Required task ->
Reproduce every row below word for word, leaving out the picture.

Record list ->
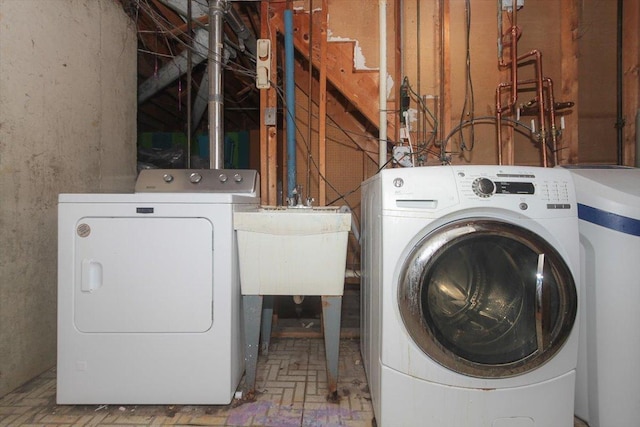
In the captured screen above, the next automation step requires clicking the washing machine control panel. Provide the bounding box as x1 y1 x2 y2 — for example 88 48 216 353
458 172 536 198
471 178 496 197
135 169 260 194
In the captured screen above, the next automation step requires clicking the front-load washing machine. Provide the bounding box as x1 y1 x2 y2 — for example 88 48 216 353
361 166 580 427
57 169 260 404
569 166 640 427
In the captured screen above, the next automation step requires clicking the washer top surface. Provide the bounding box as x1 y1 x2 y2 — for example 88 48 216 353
568 166 640 219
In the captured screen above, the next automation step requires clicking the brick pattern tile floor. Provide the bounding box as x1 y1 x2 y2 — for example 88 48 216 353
0 338 373 427
0 338 586 427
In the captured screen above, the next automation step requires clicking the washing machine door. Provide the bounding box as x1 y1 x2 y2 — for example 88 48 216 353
398 218 577 378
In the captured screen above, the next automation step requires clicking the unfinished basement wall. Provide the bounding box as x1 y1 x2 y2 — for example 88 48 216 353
0 0 136 396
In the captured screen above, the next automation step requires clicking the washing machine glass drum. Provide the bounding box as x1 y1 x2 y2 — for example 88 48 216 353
398 218 577 378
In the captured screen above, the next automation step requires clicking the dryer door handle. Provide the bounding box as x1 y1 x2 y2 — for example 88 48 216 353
536 254 544 352
80 259 102 292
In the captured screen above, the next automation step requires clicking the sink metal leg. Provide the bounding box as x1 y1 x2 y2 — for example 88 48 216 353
322 296 342 401
242 295 262 395
260 295 275 356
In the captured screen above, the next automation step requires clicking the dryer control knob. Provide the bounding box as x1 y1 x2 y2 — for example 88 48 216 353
471 178 496 197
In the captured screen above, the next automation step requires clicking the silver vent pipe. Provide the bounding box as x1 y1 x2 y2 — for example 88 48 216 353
207 0 226 169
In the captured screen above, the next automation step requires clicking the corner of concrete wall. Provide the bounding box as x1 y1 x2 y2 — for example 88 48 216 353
0 0 137 396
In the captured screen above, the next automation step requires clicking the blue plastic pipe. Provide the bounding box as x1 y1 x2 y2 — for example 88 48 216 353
284 9 296 197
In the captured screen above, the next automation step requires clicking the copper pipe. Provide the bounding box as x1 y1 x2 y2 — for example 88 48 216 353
544 77 558 166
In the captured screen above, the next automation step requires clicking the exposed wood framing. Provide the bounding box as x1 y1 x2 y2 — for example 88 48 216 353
558 0 580 164
622 0 640 166
271 10 395 139
260 1 278 205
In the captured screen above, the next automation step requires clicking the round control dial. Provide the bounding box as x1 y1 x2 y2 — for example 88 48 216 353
189 172 202 184
471 178 496 197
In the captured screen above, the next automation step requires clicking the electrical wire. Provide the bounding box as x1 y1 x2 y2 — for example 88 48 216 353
459 0 475 151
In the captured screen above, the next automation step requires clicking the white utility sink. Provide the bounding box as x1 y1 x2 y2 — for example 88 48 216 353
234 207 351 296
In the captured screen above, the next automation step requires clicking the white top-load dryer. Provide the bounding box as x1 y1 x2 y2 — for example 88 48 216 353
569 166 640 427
57 169 260 404
361 166 581 427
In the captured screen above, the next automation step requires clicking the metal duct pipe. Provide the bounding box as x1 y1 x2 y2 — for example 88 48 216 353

Final answer ->
In the captured screen above, the next automation step requires clicking the washing machine control panel. Provide the bounding box as x1 y1 x2 y2 — for example 88 48 216 353
458 172 536 198
471 178 496 197
135 169 260 194
In the captured screen above, the next automation step requires clicking the front-load washing machine. Provide the bounding box as x1 y1 x2 y2 — for example 88 48 216 353
361 166 580 427
57 169 260 404
569 166 640 427
In the captured screen above, the next automation step requires clicking the washer top surface. Provide the bounding box as x1 y1 x2 y2 — for example 88 48 216 353
568 166 640 219
In the captured screen above, the next automation step requires clicking the brick pattern tile floor. Provide the bounding box as x1 y1 x2 y2 — for example 88 48 216 353
0 338 373 427
0 338 586 427
In the captured screen above, the next automation step requires clicking the washing machine door. Provide the bounding box as x1 y1 x2 y2 — for example 88 48 216 353
398 218 577 378
In the captured screen above, the next automation step requires clicking the unfinished basement wall. Provide the bounding box as x1 y1 x2 y2 — for example 88 48 216 353
0 0 136 396
In the captured screen above, the next automation step requires clicking the washing machine glass drum. Provide the bounding box as x1 y1 x2 y2 — for example 88 48 216 353
398 218 577 378
In the captured screen above, the next automation step requires clicking the dryer door handle. Provide the bounding box as x1 y1 x2 y2 — for example 88 48 216 353
536 254 544 352
80 259 102 292
In the captured screen above, the next automation step requires clicking the sink metal leg. Provide the bounding box as x1 y1 x2 y2 — for example 88 48 216 353
322 296 342 401
242 295 262 395
260 295 275 356
In the captured screen above, the next automation step requires clicking the dryer control knob. Provide the bounding box as x1 y1 x2 y2 — for example 88 48 216 353
471 178 496 197
In the captured screen above, the next automation step requires clicking the silver vent pipe. Provide the bounding box as x1 y1 x2 y2 — for example 88 48 216 353
207 0 226 169
In the captured screen above, the next automation step requires clicking the corner of concrete wall. Provide the bounding box as x1 y1 x2 y2 — for example 88 48 216 353
0 0 137 396
In the captured screen above, the next automation step requires clicking the blue plastic pipe. Provide the bounding box as x1 y1 x2 y2 — for example 88 48 216 353
284 9 296 197
In the captured screen above, the next automation step requires clicking the copper pipe. Provide the bounding box as x1 y1 x2 y2 — for example 88 48 216 353
544 77 558 166
In the captured screen above, the next automation step requires clicking the exposed wood framing. Provide the bounding box as x1 y1 x2 y2 — for example 88 48 216 353
558 0 580 164
622 0 640 166
271 10 395 139
260 1 278 205
In the captured screen above, the next automation step requires clicking the round control dial. Provide the bounding box as x1 y1 x2 y2 — for example 88 48 216 353
189 172 202 184
471 178 496 197
In the captured screen above, the next automation step requires clicking the electrical wire. Provide the bounding box as x1 y1 x2 y2 — for example 88 48 216 353
459 0 475 151
In the captured screen above, the next automation step requires clicking the white utility sink. Provide the bounding box as x1 y1 x2 y2 — for example 88 48 216 353
234 207 351 296
In the captured screen above, the next automation step requires clicking the white top-load dryer. Provide the bounding box as x1 y1 x2 y2 — for example 88 48 216 353
569 166 640 427
57 169 260 404
361 166 581 427
In the captured screen above, the next automation step requires clicking the metal duct pipe. Provide the bounding box as x1 y1 x2 y2 — for example 88 48 216 353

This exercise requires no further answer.